*Things to do:*
1: Answer these questions using the court opinion below, and mark each answer with the matching letter.
(a) At what rate per pound was payment for the tapioca flour to be made?
(b) About how many tons were delivered on November 27th, 1899?
(c) By whom was the case tried, and for which party were the verdict and judgment?
2: Summarize the court opinion below in two sentences.

*Extract provided:*
######
Judges: McSherry, Fowler, Boyd, Pearce, Schmucker, Jones
Filed Date: 11/5/1901
Status: Precedential
Modified Date: 10/19/2024
On October 27th, 1899, the appellee entered into a written contract with the appellant to purchase of him 50 tons of 2,240 pounds each, of tapioca flour of a certain brand, to be shipped by steamer from Europe, and to be delivered at Canton, Baltimore, ten tons monthly, from November, 1899, to March, 1900, both inclusive. Payment to be made in cash, at the rate of 4 1/4 cents per pound upon arrival of each lot; and this action was brought by the appellant to recover damages for the alleged breach of this contract by the appellee in refusing to accept and pay for part of the flour thus purchased.
About 7 1/2 tons were delivered November 27th, 1899, which the appellee accepted and paid for, but no further deliveries have been made by the appellant.
The declaration set out the contract fully, and the delivery made as above, and then averred that on December 18th it was agreed between the parties that the shipments of the remaining 42 1/2 tons should be monthly during January, February, *Page 85 March and April, 1900, instead of December, 1899, and January, February and March, 1900, as stipulated in the written contract; and that still later, on February 2d 1900, plaintiff informed defendant that for reasons then explained, and beyond his control, there would be still further delay in the monthly shipments from Europe, and that he would not be able to make deliveries as agreed upon December 18th, and that defendant then waived the monthly deliveries as agreed upon December 18th, and agreed to accept the same as they arrived. The defendant pleaded the general issue, and the case was tried before the Court without a jury, the verdict and judgment being for the defendant. Four exceptions were taken by the plaintiff to rulings upon the testimony and one to the ruling upon the prayers, the main question in the case being whether a verbal agreement for the extension of time for the deliveries fixed by the contract is admissible in evidence.
######
*Given entries:*
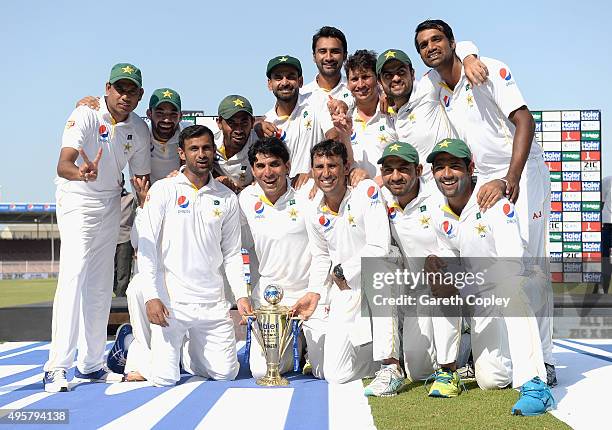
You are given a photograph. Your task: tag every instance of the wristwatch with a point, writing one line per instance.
(338, 272)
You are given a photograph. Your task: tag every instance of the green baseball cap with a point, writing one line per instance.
(392, 54)
(403, 150)
(126, 71)
(165, 95)
(233, 104)
(456, 147)
(283, 59)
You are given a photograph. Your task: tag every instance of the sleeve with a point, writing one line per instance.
(503, 88)
(465, 49)
(79, 123)
(149, 225)
(320, 266)
(376, 225)
(140, 161)
(231, 249)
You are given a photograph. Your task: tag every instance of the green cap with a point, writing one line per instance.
(165, 95)
(403, 150)
(125, 71)
(392, 54)
(283, 59)
(233, 104)
(456, 147)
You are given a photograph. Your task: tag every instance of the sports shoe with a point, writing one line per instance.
(446, 384)
(551, 375)
(467, 371)
(117, 356)
(387, 382)
(535, 399)
(55, 381)
(102, 375)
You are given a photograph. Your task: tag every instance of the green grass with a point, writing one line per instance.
(15, 292)
(474, 409)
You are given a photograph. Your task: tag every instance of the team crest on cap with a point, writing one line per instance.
(508, 210)
(373, 193)
(183, 202)
(505, 74)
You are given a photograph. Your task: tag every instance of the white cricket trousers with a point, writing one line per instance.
(89, 228)
(313, 331)
(533, 211)
(429, 338)
(211, 348)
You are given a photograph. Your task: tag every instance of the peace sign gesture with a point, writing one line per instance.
(88, 171)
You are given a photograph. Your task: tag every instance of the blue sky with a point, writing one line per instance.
(53, 53)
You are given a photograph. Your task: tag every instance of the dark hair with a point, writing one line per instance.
(436, 24)
(194, 131)
(329, 148)
(269, 146)
(329, 32)
(361, 59)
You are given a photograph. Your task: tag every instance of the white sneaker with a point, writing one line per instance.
(387, 382)
(55, 381)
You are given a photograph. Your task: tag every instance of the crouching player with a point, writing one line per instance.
(430, 339)
(505, 339)
(190, 229)
(275, 216)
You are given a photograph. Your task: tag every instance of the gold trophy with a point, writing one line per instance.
(275, 329)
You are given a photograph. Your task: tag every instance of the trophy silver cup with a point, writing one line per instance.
(274, 330)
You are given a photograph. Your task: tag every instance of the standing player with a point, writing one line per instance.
(495, 121)
(275, 215)
(88, 202)
(191, 228)
(233, 140)
(297, 124)
(430, 342)
(418, 116)
(505, 339)
(344, 225)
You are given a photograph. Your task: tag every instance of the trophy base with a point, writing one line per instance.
(276, 381)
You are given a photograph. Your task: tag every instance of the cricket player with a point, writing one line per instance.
(233, 140)
(190, 230)
(344, 225)
(329, 51)
(495, 121)
(297, 124)
(418, 116)
(275, 217)
(505, 339)
(96, 146)
(430, 341)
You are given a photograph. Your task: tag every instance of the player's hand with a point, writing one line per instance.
(157, 312)
(244, 309)
(490, 193)
(300, 180)
(88, 171)
(306, 305)
(141, 186)
(475, 70)
(357, 175)
(90, 101)
(336, 107)
(512, 187)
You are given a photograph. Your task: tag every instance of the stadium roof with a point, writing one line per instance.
(11, 213)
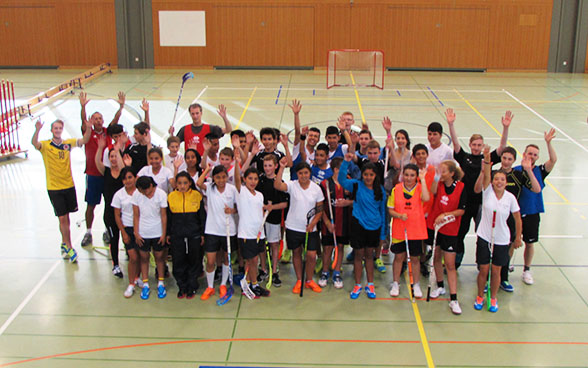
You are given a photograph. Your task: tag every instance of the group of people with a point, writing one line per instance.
(197, 206)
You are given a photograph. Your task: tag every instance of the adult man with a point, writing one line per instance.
(60, 185)
(471, 164)
(532, 203)
(94, 180)
(193, 135)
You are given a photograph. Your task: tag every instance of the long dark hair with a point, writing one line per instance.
(378, 192)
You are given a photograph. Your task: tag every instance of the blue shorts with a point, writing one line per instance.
(94, 189)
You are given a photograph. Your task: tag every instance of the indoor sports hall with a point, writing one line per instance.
(255, 58)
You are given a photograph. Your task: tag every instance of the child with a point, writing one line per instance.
(221, 198)
(273, 222)
(450, 199)
(149, 227)
(186, 219)
(123, 214)
(305, 197)
(340, 210)
(249, 245)
(406, 208)
(368, 218)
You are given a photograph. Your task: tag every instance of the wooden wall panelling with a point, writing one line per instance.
(519, 36)
(183, 56)
(264, 35)
(25, 38)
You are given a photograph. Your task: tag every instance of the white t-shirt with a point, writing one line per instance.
(150, 213)
(251, 220)
(504, 207)
(301, 202)
(439, 154)
(215, 204)
(162, 178)
(122, 201)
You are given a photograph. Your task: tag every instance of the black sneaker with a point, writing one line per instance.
(259, 291)
(276, 280)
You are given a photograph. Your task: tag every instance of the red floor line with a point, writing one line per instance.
(290, 340)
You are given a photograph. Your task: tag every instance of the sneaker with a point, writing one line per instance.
(355, 292)
(73, 255)
(286, 256)
(454, 306)
(145, 292)
(479, 303)
(129, 291)
(370, 291)
(310, 284)
(259, 291)
(87, 240)
(435, 293)
(394, 289)
(207, 294)
(337, 281)
(276, 280)
(297, 287)
(324, 279)
(416, 289)
(506, 286)
(161, 292)
(380, 265)
(222, 291)
(528, 278)
(493, 306)
(116, 271)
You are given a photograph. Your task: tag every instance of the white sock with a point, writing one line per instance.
(210, 278)
(225, 274)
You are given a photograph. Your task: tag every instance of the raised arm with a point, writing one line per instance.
(552, 156)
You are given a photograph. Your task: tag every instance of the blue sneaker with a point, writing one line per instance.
(145, 292)
(161, 292)
(493, 306)
(355, 292)
(369, 290)
(506, 286)
(478, 303)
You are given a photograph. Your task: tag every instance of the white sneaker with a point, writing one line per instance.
(527, 277)
(394, 289)
(454, 306)
(130, 291)
(435, 293)
(417, 290)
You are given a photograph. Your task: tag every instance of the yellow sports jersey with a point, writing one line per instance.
(58, 163)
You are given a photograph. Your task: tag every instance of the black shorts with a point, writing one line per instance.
(447, 243)
(415, 247)
(64, 201)
(531, 228)
(363, 238)
(152, 244)
(499, 256)
(296, 239)
(132, 244)
(250, 248)
(214, 243)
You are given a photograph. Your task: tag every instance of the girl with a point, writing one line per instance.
(149, 227)
(249, 245)
(221, 198)
(305, 196)
(186, 219)
(112, 183)
(450, 199)
(123, 214)
(368, 216)
(496, 201)
(405, 205)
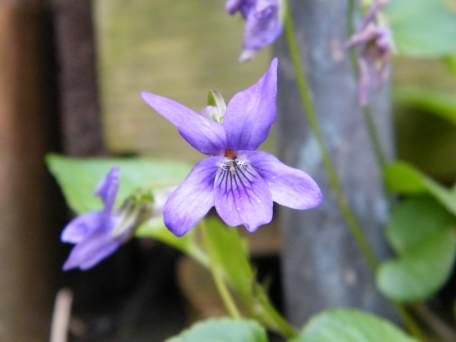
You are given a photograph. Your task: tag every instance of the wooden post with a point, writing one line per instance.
(76, 54)
(322, 267)
(26, 133)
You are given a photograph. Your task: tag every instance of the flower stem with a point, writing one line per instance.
(333, 179)
(217, 276)
(372, 130)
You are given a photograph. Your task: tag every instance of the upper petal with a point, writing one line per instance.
(192, 199)
(289, 186)
(242, 196)
(263, 24)
(91, 251)
(206, 135)
(251, 112)
(108, 187)
(81, 227)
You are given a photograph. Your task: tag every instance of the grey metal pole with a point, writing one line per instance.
(322, 266)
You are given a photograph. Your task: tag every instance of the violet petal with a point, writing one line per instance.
(192, 199)
(205, 135)
(81, 227)
(251, 112)
(263, 25)
(91, 251)
(242, 197)
(289, 186)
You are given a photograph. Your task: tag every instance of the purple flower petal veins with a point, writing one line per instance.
(239, 182)
(263, 23)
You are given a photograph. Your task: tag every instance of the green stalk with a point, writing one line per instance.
(311, 115)
(217, 275)
(333, 179)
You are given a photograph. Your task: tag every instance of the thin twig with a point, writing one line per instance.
(61, 316)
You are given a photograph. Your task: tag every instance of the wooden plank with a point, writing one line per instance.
(180, 50)
(80, 112)
(26, 132)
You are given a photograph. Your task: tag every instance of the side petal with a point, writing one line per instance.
(206, 135)
(242, 197)
(192, 199)
(289, 186)
(91, 251)
(263, 24)
(108, 187)
(251, 112)
(81, 227)
(232, 6)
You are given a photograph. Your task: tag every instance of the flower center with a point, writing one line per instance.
(230, 154)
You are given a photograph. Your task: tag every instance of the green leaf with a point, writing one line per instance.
(416, 220)
(405, 179)
(424, 28)
(223, 330)
(421, 271)
(156, 229)
(78, 177)
(432, 101)
(347, 325)
(451, 62)
(229, 251)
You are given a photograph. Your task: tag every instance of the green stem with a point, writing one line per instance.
(217, 275)
(271, 317)
(311, 115)
(333, 179)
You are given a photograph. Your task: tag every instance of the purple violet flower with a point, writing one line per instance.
(239, 181)
(376, 43)
(263, 23)
(92, 232)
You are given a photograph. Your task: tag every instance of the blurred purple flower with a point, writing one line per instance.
(263, 23)
(92, 232)
(376, 43)
(239, 181)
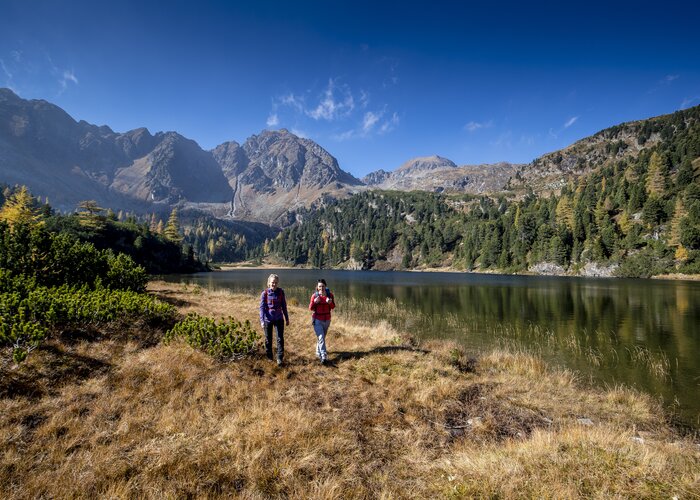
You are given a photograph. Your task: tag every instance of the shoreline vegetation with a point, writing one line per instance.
(117, 413)
(230, 266)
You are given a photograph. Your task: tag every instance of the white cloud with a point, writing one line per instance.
(390, 124)
(346, 110)
(570, 121)
(364, 99)
(474, 126)
(333, 106)
(293, 101)
(68, 76)
(505, 140)
(369, 121)
(5, 70)
(344, 136)
(688, 101)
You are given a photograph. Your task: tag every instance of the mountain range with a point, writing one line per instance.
(267, 179)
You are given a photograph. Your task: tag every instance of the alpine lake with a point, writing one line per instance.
(640, 333)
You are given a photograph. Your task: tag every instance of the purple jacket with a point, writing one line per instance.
(273, 306)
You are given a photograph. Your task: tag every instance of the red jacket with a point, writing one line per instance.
(322, 310)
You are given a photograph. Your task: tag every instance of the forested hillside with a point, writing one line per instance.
(637, 215)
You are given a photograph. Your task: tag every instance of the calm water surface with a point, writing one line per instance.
(643, 333)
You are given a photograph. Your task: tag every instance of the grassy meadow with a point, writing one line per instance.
(120, 414)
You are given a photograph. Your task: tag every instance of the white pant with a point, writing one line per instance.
(321, 329)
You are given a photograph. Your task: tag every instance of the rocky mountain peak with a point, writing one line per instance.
(425, 164)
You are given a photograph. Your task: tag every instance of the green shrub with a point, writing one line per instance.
(227, 339)
(29, 313)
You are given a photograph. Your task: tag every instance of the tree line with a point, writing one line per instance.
(640, 214)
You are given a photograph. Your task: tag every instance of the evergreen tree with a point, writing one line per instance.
(172, 228)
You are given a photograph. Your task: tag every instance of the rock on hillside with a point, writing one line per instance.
(552, 171)
(275, 173)
(176, 169)
(434, 173)
(44, 148)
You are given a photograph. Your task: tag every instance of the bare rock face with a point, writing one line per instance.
(232, 158)
(375, 178)
(287, 161)
(275, 173)
(176, 169)
(422, 166)
(434, 173)
(42, 147)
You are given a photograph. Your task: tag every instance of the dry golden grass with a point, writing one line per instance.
(387, 419)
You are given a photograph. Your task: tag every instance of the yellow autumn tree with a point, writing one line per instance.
(19, 208)
(678, 214)
(90, 215)
(565, 212)
(656, 179)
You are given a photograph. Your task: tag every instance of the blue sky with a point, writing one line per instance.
(374, 83)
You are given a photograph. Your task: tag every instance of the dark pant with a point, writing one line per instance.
(279, 328)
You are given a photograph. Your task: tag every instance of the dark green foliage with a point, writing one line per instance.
(52, 259)
(29, 312)
(156, 253)
(227, 339)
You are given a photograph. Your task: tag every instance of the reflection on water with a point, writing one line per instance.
(642, 333)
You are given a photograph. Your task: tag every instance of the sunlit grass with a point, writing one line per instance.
(389, 418)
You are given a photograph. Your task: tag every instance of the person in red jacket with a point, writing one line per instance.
(322, 302)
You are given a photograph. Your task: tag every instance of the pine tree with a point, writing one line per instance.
(172, 228)
(90, 215)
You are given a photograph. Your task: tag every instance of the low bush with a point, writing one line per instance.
(29, 313)
(227, 339)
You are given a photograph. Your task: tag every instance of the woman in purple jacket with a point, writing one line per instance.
(273, 313)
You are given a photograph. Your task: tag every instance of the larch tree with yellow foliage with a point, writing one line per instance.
(20, 208)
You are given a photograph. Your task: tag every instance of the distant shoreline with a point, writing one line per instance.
(247, 265)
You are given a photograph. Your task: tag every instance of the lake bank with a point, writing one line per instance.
(592, 272)
(389, 416)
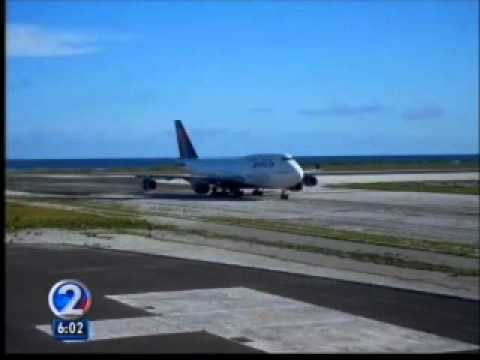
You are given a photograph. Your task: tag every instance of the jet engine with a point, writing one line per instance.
(309, 180)
(149, 184)
(201, 187)
(297, 187)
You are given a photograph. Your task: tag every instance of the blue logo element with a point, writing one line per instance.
(69, 299)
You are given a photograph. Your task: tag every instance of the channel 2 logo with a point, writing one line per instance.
(70, 300)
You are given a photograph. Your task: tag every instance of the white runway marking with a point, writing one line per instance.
(271, 323)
######
*Outputs for the tasks:*
1:
(a) Payment was to be made in cash at 4 1/4 cents per pound upon arrival of each lot.
(b) About 7 1/2 tons were delivered, and the appellee accepted and paid for them.
(c) The case was tried before the Court without a jury, and the verdict and judgment were for the defendant.

2: In 1899 the appellee contracted to buy 50 tons of tapioca flour from the appellant for delivery at Canton, Baltimore, in monthly lots, but accepted only about 7 1/2 tons, and the appellant sued for damages over the refusal to accept and pay for the rest. The declaration alleged verbal agreements extending and later waiving the delivery schedule, the case was decided for the defendant by the Court without a jury, and the main question was whether such a verbal extension of the contract's delivery dates is admissible in evidence.